---- Dataset records

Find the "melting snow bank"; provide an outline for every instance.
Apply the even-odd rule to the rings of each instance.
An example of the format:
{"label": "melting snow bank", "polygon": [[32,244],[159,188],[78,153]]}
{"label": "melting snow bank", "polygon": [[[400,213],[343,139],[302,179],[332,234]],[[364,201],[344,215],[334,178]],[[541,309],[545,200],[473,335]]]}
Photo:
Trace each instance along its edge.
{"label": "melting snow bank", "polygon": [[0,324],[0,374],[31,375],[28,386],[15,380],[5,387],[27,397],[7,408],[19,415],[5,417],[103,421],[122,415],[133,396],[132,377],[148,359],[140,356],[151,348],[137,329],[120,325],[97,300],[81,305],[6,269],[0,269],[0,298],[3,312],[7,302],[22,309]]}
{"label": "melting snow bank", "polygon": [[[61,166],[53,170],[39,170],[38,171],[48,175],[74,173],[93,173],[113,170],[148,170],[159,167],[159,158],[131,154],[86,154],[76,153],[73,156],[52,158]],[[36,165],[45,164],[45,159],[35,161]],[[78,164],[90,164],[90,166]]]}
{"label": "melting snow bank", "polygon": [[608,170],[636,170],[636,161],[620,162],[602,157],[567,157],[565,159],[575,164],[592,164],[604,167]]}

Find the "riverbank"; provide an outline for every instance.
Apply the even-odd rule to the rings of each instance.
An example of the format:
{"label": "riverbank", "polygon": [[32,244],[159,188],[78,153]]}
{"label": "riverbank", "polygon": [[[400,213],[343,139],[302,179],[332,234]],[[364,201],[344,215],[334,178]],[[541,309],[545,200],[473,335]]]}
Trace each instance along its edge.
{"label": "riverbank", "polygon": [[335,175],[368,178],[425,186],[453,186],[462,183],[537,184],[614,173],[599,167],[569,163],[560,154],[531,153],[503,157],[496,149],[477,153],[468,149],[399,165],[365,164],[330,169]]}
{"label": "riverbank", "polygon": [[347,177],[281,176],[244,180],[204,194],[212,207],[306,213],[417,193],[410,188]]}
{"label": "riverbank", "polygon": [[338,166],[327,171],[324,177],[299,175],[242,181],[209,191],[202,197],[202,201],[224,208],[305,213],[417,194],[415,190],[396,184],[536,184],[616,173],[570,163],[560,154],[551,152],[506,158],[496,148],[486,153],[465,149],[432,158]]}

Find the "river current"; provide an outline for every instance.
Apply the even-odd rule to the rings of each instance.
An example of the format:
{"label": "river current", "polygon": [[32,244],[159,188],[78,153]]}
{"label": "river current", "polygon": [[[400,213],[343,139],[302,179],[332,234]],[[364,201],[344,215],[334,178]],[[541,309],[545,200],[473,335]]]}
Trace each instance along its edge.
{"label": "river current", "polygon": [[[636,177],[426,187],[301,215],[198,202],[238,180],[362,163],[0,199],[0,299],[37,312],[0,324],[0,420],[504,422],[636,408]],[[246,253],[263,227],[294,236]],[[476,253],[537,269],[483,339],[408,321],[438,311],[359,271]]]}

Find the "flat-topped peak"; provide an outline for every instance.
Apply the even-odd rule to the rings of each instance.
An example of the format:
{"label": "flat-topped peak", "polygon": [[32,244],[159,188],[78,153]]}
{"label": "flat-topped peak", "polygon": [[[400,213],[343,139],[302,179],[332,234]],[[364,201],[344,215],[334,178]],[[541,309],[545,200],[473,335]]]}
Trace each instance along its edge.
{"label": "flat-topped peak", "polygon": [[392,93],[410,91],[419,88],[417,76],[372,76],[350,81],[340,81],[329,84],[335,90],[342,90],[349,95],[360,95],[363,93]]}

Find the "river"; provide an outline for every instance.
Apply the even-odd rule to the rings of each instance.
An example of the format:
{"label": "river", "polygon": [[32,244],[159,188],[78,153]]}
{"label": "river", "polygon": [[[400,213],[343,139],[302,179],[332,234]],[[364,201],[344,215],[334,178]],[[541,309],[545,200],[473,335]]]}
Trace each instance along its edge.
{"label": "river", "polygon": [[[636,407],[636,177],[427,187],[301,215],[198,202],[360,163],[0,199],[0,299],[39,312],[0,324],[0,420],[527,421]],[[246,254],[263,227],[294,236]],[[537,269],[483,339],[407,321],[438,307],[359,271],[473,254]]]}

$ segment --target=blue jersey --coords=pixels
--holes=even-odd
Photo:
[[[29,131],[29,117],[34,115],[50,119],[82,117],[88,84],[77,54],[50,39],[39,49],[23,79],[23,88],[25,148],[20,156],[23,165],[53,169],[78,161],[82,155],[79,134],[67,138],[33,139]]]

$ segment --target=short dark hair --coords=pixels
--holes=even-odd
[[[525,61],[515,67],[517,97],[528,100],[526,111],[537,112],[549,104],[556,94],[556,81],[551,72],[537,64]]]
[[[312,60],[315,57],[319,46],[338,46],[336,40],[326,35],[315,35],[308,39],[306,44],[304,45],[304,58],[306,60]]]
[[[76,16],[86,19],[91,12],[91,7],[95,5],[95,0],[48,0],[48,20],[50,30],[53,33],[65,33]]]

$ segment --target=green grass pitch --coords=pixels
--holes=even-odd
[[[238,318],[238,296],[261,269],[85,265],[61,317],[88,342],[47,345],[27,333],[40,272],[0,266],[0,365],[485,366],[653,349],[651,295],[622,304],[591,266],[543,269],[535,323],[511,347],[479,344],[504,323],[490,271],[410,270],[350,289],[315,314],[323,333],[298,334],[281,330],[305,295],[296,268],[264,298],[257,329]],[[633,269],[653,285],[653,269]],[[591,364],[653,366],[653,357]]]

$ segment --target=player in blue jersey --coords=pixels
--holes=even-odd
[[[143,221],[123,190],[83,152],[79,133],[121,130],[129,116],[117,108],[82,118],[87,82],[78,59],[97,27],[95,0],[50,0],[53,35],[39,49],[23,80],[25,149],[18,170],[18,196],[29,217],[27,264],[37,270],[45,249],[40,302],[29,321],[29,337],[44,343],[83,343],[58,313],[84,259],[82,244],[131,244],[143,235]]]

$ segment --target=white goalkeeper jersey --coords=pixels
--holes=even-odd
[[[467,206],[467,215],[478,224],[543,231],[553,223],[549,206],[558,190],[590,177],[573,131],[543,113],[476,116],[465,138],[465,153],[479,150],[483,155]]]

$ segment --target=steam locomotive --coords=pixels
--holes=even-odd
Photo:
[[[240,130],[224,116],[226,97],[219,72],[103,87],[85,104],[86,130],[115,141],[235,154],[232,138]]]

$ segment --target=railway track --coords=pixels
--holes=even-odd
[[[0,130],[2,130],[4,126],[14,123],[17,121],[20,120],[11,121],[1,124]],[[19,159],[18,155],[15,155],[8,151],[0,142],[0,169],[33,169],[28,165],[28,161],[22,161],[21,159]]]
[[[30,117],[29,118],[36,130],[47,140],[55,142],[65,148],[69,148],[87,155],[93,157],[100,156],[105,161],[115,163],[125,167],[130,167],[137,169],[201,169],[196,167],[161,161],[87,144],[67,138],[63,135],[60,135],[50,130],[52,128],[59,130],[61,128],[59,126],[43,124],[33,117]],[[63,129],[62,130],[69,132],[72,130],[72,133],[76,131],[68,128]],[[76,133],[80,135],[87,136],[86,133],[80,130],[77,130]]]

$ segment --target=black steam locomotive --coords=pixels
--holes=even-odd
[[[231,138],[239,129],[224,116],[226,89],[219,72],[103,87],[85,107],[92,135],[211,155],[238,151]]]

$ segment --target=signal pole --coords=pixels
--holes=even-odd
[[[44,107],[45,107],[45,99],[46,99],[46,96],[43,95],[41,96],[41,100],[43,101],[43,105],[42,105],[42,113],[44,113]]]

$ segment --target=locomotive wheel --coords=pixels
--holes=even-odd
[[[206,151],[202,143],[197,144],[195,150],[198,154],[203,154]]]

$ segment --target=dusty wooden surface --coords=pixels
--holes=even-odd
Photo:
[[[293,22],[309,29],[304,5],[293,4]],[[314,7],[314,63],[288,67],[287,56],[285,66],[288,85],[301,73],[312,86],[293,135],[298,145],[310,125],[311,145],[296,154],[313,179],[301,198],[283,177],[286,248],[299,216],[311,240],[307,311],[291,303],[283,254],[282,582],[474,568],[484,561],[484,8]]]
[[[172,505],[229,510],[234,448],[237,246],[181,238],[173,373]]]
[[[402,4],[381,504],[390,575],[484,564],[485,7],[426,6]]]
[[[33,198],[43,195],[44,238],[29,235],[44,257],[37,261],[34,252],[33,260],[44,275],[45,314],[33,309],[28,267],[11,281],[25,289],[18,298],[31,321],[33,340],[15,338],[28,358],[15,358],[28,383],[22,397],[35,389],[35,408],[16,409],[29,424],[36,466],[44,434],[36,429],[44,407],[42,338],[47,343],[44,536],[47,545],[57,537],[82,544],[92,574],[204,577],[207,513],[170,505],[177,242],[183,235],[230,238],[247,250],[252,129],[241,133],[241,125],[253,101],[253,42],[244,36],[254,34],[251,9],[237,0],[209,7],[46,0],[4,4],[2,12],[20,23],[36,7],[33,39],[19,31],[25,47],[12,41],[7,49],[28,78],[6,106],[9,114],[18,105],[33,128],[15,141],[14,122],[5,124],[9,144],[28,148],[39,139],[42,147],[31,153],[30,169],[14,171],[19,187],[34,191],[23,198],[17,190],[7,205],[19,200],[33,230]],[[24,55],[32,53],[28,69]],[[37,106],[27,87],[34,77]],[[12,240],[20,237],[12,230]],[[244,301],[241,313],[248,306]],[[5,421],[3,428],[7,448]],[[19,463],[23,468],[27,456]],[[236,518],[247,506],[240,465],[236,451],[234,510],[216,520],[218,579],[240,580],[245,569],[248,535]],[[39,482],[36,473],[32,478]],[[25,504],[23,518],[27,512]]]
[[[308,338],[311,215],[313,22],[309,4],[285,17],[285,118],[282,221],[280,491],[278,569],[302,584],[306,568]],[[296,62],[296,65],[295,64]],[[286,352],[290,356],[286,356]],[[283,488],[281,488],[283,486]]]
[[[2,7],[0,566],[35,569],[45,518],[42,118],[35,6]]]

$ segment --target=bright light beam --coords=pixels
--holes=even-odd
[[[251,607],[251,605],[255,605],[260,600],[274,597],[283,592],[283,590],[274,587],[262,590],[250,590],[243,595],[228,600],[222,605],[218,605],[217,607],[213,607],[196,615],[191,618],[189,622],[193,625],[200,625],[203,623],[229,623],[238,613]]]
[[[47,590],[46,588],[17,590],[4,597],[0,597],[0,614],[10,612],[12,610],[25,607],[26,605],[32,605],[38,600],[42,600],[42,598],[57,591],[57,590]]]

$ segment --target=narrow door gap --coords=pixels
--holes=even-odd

--------

[Written exercise]
Update the lines from the one containing "door gap --coords=pixels" through the end of the items by changing "narrow" to "wide", and write them out again with everything else left the same.

[Finished task]
$ segment --target=wide door gap --coords=pixels
--holes=even-odd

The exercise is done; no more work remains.